**WORK TO COMPLETE**
Write the next part of the first-person account below about working as a cater waiter at the 85th Academy Awards, picking up right after its last sentence.
[EXCERPT TO READ]
Cater-waitering the Oscars: My glamorous night at the Academy Awards, feeding canapés to hungry stars

Have you ever dreamed of going to the Academy Awards? What about if I put a tray of smoked salmon in your hand?

Published February 26, 2017 12:30AM (EST)

 (Getty/Salon/Mireia Triguero Roura)
(Getty/Salon/Mireia Triguero Roura)
It was 2013 and I was between jobs working as a production coordinator on low-budget made-for-TV Christmas movies. I was running out of money fast, but with a decade of food service experience behind me and a few handy connections, I managed to snag a position as a cater waiter for the 85th Academy Awards. It began, as most glamorous assignments do, in a parking garage somewhere south of Sunset Boulevard.

12:30 p.m.: Check-in with a check-up

Working the Oscars is the Holy Grail of catering gigs — it’s reserved for SEAL team-level slingers of hors d’oeuvres. I'm standing in a dark and drafty parking garage, where I’ll be vetted before being allowed anywhere near the Dolby Theatre on Hollywood Boulevard. An exhausted woman in an Arizona State sweatshirt inspects my shirt for proper starching before handing me a questionnaire in which I am asked to detail my gastrointestinal health:

“Have you, in the last two weeks, experienced any of the following?
[/EXCERPT TO READ]
[AVAILABLE DATA]
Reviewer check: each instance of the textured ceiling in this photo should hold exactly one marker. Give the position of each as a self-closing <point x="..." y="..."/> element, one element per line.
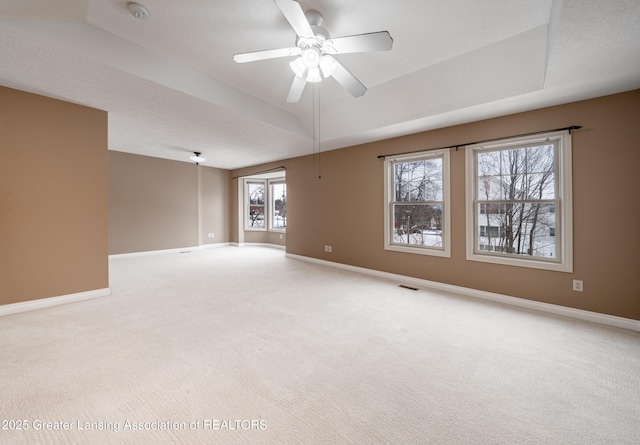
[/AVAILABLE DATA]
**ANSWER BOX**
Check yes or no: Nausea? Diarrhea? Excessive gas? Belching?”

Listen, I understand that no one wants Amy Adams to get infected with embarrassing bathroom issues on her big night, but detailing my bowel habits to a non-medical professional in the concrete shadows of a parking garage steals a small part of my ego that I will never get back.

But it’s Oscar Sunday. I shake it off.

2:02 p.m.: The streets of Hollywood

I’m on a bus filled with the other A-team cater waiters and we’re barreling down Hollywood Boulevard. The streets are barricaded and gawkers ogle us from the other side of eight-foot-high chain link fences. I’ve never been chauffeured down a barricaded street and it dawns on me this is the closest I’ll ever get to feeling like the Pope.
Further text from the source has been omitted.